On 09.03.23 14:39, Richard W.M. Jones wrote:
[ Patch series also available here, along with this cover letter and the
script used to generate test results:
https://gitlab.com/rwmjones/qemu/-/commits/2023-nbd-multi-conn-v1 ]
This patch series adds multi-conn support to the NBD block driver in
qemu. It is only meant for discussion and testing because it has a
number of obvious shortcomings (see "XXX" in commit messages and
code). If we decided this was a good idea, we can work on a better
patch.
I looked through the results and the code, and I think that's of course a good
idea!
We still need smarter integration with reconnect logic.
At least, we shouldn't make several open_timer instances..
Currently, on open() we have open-timeout. That's just a limit for the whole
nbd_open() - we can do several connection attempts during this time.
Seems we should proceed with success, if we succeeded with at least one
connection. Postponing additional connections to be established after open()
seems good too[*].
Next, we have reconnect-delay. When connection is lost nbd-client tries to
reconnect with no limit in attempts, but after reconnect-delay seconds of
reconnection all in-flight requests that are waiting for connection are just
failed.
When we have several connections, and one is broken, I think we shouldn't wait,
but instead retry the requests on other working connections. This way we don't
need several reconnect_delay_timer objects: we need only one, when all
connections are lost.
Reestablishing additional connections better to do in background, not blocking
in-flight requests. And that's the same as postponing additional connections
after open() should work ([*]).
--
Best regards,
Vladimir

> **Complete the following**
[a] Reproduce a passage from the reply on NBD multi-conn support. Begin at the words "Currently, on open()" and stop after "connections are lost.".
[b] Turn the listing, from its start through the line containing "xmin=323 ymin=54 xmax=437 ymax=128", into a two-column CSV with the headers request and boxes, one row per request, each value in a single quoted field with line breaks replaced by spaces. Leave the picture out.

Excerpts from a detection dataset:
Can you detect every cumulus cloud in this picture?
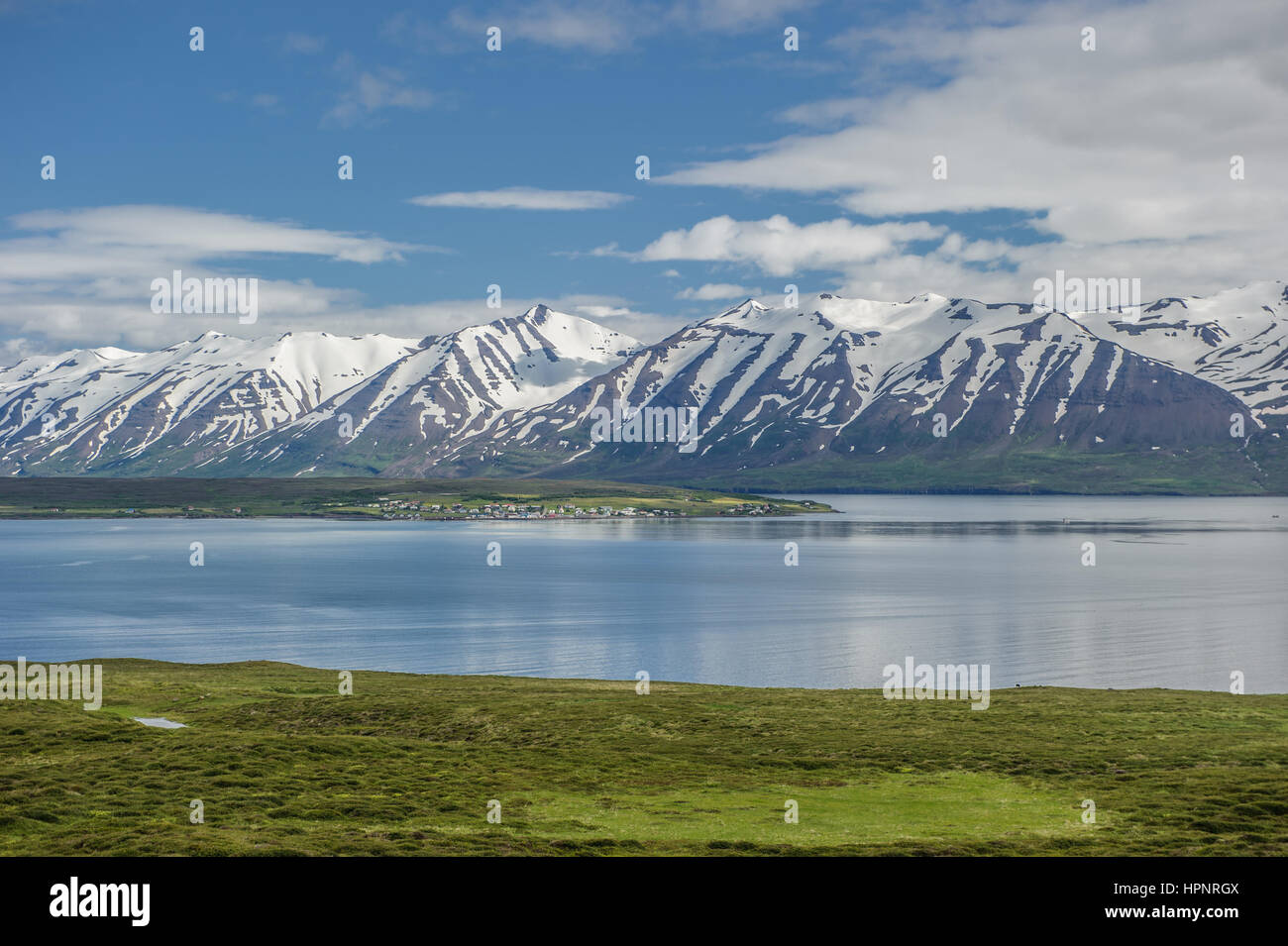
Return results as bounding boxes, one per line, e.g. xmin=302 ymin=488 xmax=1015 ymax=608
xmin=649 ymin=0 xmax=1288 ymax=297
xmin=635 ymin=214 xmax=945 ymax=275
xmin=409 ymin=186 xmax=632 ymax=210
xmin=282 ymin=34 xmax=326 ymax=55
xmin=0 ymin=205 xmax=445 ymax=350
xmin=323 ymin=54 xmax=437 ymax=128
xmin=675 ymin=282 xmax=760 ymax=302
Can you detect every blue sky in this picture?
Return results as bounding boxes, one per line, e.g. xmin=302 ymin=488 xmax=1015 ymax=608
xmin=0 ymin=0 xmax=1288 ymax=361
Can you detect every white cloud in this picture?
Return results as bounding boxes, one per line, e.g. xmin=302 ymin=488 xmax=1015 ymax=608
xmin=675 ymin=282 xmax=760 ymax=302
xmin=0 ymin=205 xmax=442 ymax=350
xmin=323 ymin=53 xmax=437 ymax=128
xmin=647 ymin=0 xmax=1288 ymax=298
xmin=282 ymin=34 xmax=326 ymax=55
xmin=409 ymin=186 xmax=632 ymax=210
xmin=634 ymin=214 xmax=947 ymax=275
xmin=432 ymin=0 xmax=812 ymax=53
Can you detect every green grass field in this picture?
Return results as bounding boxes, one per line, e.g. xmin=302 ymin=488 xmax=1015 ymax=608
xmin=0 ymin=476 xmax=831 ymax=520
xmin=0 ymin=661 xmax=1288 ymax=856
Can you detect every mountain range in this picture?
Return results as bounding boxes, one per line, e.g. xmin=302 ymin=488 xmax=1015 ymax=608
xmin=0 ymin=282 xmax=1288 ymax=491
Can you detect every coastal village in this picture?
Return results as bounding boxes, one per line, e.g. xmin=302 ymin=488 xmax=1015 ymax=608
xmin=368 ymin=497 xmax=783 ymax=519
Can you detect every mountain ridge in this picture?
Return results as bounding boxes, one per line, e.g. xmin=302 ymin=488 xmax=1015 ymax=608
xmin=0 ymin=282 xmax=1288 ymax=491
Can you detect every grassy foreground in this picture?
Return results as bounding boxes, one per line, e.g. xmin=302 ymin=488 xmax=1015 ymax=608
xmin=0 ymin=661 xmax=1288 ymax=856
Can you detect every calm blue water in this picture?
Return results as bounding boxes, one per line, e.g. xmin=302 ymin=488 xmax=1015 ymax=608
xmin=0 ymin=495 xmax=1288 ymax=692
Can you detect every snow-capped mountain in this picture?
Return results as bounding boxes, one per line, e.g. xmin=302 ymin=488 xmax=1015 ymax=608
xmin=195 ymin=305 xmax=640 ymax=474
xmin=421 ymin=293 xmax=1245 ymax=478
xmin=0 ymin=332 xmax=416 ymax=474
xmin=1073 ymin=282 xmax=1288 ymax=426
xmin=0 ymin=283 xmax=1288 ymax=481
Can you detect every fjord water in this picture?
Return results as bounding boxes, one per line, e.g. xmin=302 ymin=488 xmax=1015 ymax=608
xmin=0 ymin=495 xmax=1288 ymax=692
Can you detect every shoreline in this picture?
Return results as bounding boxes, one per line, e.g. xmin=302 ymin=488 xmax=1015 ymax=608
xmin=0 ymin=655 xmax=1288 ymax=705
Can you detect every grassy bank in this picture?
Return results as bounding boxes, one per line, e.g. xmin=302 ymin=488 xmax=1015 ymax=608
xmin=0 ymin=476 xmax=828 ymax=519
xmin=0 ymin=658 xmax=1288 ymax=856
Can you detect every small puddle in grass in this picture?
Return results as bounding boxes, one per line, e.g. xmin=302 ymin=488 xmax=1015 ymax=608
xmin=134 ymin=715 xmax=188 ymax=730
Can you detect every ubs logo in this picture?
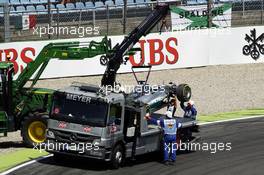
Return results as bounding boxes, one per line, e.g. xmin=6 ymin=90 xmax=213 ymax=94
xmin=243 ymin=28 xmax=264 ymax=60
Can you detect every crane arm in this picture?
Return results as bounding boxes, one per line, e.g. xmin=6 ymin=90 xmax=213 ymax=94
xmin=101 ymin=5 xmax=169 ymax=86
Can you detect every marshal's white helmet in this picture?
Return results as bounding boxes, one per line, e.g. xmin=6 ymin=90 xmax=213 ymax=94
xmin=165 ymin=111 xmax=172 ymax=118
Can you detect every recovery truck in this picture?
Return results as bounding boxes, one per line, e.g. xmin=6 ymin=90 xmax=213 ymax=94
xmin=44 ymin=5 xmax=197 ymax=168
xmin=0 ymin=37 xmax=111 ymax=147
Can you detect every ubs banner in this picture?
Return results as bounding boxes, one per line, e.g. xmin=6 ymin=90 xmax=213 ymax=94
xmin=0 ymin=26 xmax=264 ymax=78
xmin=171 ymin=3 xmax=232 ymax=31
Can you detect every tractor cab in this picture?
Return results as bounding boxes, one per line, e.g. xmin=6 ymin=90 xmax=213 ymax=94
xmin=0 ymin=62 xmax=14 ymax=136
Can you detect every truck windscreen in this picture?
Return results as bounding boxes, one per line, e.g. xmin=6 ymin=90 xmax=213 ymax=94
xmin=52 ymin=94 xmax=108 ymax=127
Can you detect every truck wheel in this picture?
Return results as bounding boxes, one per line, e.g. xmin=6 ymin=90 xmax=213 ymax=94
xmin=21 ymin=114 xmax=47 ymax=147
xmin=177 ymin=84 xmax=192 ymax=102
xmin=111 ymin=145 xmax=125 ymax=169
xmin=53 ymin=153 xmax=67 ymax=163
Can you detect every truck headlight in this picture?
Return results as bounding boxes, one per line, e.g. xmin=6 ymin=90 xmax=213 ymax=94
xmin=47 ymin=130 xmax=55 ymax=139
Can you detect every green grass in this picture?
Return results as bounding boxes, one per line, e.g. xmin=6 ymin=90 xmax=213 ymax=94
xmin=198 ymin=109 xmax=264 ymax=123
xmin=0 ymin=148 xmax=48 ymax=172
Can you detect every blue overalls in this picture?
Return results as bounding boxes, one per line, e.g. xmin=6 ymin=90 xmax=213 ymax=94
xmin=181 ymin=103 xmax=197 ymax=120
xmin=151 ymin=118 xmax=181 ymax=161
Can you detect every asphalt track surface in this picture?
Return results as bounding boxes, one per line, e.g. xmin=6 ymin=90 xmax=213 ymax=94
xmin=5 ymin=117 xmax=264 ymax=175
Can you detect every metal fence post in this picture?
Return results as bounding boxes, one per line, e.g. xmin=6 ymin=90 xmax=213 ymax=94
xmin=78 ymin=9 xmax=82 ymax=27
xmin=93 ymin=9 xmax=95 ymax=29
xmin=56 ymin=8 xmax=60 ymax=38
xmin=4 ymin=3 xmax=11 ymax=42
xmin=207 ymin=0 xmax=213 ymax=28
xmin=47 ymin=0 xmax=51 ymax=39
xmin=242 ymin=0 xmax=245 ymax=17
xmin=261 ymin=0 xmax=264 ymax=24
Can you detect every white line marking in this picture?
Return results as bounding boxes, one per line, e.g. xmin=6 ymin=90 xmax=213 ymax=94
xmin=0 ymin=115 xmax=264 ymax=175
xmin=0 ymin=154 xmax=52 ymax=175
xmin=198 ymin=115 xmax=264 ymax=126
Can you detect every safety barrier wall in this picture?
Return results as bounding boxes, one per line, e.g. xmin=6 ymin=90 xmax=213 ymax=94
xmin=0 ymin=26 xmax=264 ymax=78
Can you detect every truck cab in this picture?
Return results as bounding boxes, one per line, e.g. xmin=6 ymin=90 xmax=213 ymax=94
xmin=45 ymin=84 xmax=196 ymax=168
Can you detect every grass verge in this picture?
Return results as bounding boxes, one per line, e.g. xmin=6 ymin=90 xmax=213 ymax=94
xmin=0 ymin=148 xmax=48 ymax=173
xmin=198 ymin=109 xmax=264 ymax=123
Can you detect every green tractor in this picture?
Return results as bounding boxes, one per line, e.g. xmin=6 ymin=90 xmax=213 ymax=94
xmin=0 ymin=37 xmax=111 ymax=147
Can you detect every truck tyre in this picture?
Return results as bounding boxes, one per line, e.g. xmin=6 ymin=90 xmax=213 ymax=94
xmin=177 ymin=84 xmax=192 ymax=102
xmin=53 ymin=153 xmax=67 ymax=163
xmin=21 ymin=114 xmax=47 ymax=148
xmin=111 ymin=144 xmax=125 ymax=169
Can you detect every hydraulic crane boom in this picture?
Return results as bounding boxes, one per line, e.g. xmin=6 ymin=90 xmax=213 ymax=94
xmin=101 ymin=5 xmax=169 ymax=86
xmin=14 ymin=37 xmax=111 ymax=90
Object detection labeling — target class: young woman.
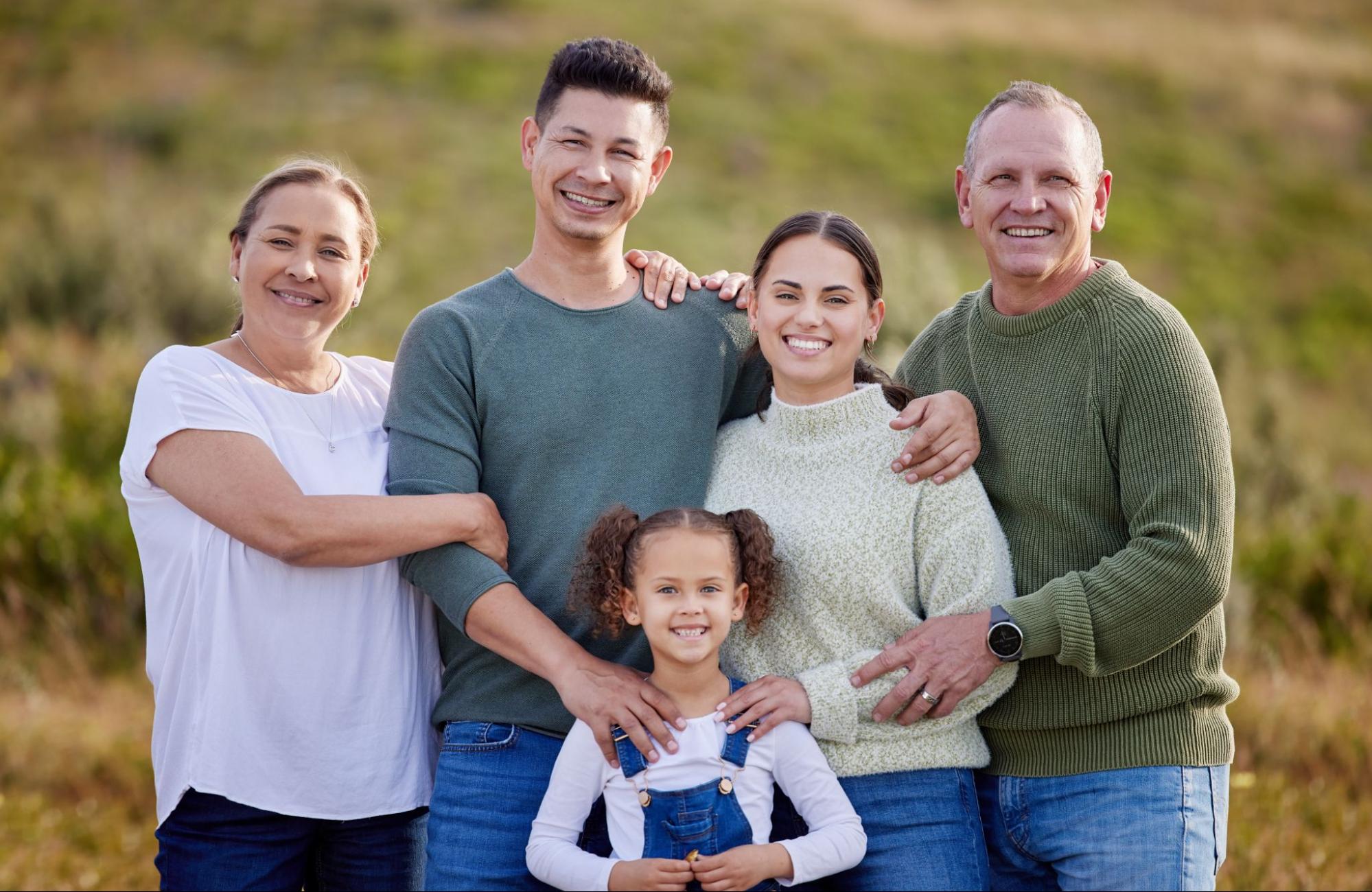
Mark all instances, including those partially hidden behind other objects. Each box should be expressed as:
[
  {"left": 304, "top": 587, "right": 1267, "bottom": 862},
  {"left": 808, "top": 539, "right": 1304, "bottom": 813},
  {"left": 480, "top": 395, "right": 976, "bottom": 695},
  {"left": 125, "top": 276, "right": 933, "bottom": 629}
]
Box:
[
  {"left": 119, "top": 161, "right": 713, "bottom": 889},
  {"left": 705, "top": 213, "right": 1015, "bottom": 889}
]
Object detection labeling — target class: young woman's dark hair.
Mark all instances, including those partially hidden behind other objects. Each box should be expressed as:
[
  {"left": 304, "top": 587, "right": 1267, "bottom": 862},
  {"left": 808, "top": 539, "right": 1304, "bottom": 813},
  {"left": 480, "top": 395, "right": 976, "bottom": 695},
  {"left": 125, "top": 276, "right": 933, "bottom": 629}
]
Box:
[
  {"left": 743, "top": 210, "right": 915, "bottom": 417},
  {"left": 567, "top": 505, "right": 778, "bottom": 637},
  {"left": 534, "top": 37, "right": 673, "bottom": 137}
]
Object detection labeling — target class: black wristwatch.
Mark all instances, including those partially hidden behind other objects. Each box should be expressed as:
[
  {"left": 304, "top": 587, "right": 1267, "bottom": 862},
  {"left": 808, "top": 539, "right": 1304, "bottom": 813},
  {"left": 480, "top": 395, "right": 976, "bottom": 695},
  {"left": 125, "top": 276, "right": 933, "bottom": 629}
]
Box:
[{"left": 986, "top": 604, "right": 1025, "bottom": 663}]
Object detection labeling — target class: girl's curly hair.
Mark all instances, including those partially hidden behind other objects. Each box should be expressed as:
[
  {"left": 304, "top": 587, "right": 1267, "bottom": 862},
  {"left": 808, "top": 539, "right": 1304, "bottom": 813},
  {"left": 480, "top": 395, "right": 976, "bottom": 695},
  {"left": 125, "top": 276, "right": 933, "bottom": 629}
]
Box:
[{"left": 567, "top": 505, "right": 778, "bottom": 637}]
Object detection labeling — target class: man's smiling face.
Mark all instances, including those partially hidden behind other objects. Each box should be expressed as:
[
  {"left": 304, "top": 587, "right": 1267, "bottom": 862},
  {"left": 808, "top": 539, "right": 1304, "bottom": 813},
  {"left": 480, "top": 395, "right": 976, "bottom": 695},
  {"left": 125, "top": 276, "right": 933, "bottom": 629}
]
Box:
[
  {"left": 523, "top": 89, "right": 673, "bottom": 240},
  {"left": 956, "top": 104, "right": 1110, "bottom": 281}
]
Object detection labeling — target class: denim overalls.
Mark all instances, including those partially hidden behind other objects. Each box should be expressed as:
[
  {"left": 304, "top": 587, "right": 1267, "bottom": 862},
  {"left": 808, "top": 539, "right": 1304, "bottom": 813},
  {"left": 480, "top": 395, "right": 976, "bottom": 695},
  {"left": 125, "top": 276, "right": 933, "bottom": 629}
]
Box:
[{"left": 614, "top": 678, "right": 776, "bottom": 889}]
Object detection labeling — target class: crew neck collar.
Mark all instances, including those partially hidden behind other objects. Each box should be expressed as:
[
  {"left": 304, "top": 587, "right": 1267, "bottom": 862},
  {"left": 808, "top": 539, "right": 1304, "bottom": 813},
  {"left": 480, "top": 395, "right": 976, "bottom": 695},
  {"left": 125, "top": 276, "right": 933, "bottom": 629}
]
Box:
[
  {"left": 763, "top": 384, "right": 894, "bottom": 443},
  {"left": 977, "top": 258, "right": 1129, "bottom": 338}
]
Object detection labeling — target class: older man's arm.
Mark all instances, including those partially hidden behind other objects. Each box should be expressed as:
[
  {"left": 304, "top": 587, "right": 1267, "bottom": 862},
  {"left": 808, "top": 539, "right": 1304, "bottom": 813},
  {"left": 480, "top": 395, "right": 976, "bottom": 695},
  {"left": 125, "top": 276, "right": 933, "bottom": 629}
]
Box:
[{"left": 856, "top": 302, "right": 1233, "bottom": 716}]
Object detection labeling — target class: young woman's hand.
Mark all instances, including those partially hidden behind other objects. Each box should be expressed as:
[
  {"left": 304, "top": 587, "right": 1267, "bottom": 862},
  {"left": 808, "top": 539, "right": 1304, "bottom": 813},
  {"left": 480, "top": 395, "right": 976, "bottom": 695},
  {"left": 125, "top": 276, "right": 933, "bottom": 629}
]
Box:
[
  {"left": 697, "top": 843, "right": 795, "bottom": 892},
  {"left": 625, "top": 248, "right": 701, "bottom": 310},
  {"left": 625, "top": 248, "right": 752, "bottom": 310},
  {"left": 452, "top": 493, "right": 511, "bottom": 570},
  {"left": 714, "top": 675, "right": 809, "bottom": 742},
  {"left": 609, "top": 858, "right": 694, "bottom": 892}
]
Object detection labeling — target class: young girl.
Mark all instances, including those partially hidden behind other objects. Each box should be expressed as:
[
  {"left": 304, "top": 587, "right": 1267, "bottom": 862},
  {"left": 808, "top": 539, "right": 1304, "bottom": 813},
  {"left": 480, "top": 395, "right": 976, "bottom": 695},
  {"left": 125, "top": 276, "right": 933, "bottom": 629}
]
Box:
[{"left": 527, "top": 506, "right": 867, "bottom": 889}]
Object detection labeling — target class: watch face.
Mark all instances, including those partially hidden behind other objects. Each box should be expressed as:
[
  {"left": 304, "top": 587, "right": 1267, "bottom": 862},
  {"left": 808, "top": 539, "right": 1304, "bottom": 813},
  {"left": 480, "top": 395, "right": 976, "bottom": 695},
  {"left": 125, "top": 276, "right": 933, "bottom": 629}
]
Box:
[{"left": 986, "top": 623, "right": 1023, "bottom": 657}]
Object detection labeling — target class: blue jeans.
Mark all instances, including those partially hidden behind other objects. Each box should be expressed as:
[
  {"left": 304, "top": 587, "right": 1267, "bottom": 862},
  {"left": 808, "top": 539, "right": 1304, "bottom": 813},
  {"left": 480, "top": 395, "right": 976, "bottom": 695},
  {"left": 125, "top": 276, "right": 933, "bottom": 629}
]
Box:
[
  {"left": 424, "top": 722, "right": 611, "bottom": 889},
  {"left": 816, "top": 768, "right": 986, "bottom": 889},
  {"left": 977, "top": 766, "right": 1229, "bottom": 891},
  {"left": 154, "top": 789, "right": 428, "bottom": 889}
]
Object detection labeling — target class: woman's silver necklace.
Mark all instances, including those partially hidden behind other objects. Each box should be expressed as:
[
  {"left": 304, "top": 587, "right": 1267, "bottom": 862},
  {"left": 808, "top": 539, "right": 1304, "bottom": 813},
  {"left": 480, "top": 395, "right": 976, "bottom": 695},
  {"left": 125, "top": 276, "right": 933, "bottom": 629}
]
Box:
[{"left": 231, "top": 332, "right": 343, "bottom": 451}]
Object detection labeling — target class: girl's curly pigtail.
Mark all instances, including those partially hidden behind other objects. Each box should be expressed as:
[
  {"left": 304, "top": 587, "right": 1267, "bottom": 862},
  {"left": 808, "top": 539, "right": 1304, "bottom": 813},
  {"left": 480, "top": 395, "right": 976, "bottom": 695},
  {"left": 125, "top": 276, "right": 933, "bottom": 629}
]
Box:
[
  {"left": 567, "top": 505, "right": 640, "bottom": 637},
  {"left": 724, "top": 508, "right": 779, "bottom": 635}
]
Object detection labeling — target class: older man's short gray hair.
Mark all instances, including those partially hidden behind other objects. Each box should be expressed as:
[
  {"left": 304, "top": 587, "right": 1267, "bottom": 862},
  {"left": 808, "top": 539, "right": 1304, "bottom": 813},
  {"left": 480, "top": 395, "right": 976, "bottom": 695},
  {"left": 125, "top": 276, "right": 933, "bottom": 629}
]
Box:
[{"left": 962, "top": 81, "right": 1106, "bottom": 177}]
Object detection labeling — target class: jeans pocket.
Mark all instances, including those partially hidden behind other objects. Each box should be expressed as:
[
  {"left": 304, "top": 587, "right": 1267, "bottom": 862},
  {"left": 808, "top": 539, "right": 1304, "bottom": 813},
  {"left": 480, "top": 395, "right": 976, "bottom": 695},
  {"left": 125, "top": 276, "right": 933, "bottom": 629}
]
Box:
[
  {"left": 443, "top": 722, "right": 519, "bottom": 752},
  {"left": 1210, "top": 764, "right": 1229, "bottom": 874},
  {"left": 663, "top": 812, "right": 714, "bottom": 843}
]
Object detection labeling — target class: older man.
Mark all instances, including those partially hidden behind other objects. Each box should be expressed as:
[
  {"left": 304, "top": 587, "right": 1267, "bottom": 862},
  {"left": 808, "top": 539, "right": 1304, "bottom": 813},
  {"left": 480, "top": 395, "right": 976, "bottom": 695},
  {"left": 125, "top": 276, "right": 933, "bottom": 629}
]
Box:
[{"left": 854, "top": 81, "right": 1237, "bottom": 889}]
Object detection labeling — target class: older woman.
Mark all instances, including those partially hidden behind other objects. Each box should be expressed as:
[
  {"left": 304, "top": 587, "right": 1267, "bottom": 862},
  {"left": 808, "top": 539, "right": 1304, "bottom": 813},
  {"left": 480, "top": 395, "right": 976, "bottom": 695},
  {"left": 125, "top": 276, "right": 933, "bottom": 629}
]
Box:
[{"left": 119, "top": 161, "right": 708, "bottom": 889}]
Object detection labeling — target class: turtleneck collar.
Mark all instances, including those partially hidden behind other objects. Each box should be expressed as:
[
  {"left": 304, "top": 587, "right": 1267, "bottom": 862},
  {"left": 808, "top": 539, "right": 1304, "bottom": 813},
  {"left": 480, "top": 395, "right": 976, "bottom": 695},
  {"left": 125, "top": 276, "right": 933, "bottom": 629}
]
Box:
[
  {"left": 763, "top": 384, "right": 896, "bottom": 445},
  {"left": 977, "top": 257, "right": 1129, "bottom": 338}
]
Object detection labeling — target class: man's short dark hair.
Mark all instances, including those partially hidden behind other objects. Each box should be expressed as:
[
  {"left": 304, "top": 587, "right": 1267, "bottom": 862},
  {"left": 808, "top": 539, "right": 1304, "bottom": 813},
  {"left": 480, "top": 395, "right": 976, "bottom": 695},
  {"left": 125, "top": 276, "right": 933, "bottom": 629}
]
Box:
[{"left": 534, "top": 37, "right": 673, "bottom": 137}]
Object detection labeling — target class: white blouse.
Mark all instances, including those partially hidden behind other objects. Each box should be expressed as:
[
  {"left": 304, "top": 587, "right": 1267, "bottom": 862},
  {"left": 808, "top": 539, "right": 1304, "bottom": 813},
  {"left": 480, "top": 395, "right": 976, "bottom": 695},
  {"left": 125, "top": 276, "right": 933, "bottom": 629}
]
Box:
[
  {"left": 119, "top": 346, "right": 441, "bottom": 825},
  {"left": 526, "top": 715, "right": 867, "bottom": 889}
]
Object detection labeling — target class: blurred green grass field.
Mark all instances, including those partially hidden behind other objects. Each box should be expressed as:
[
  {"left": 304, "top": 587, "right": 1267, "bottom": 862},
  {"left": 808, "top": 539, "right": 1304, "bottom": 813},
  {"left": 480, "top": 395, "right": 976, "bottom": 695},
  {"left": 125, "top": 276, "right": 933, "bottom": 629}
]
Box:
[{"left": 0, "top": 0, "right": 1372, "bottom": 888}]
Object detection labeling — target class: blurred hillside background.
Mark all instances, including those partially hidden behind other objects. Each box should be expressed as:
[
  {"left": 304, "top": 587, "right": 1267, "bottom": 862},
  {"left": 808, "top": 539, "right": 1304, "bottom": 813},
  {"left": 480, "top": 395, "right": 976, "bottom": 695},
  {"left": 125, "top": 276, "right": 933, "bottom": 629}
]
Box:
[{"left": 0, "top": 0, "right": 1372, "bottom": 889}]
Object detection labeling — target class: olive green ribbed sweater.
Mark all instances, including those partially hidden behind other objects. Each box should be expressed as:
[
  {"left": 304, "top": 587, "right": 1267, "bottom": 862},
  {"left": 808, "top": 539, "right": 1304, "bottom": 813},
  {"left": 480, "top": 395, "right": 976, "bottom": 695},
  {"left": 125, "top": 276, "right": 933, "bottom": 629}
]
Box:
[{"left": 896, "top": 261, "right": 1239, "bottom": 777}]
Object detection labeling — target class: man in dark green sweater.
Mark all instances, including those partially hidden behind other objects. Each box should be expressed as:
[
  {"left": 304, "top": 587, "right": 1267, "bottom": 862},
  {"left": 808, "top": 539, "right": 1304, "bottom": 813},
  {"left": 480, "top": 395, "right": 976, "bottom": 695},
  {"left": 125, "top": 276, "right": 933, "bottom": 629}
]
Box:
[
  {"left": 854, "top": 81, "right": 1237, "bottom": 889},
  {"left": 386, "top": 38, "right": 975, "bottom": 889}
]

> **Solved tasks**
[a]
Currently, on open() we have open-timeout. That's just a limit for the whole
nbd_open() - we can do several connection attempts during this time.
Seems we should proceed with success, if we succeeded with at least one
connection. Postponing additional connections to be established after open()
seems good too[*].
Next, we have reconnect-delay. When connection is lost nbd-client tries to
reconnect with no limit in attempts, but after reconnect-delay seconds of
reconnection all in-flight requests that are waiting for connection are just
failed.
When we have several connections, and one is broken, I think we shouldn't wait,
but instead retry the requests on other working connections. This way we don't
need several reconnect_delay_timer objects: we need only one, when all
connections are lost.

[b]
request,boxes
"Can you detect every cumulus cloud in this picture? Return results as bounding boxes, one per line, e.g. xmin=302 ymin=488 xmax=1015 ymax=608","xmin=649 ymin=0 xmax=1288 ymax=297 xmin=635 ymin=214 xmax=945 ymax=275 xmin=409 ymin=186 xmax=632 ymax=210 xmin=282 ymin=34 xmax=326 ymax=55 xmin=0 ymin=205 xmax=445 ymax=350 xmin=323 ymin=54 xmax=437 ymax=128"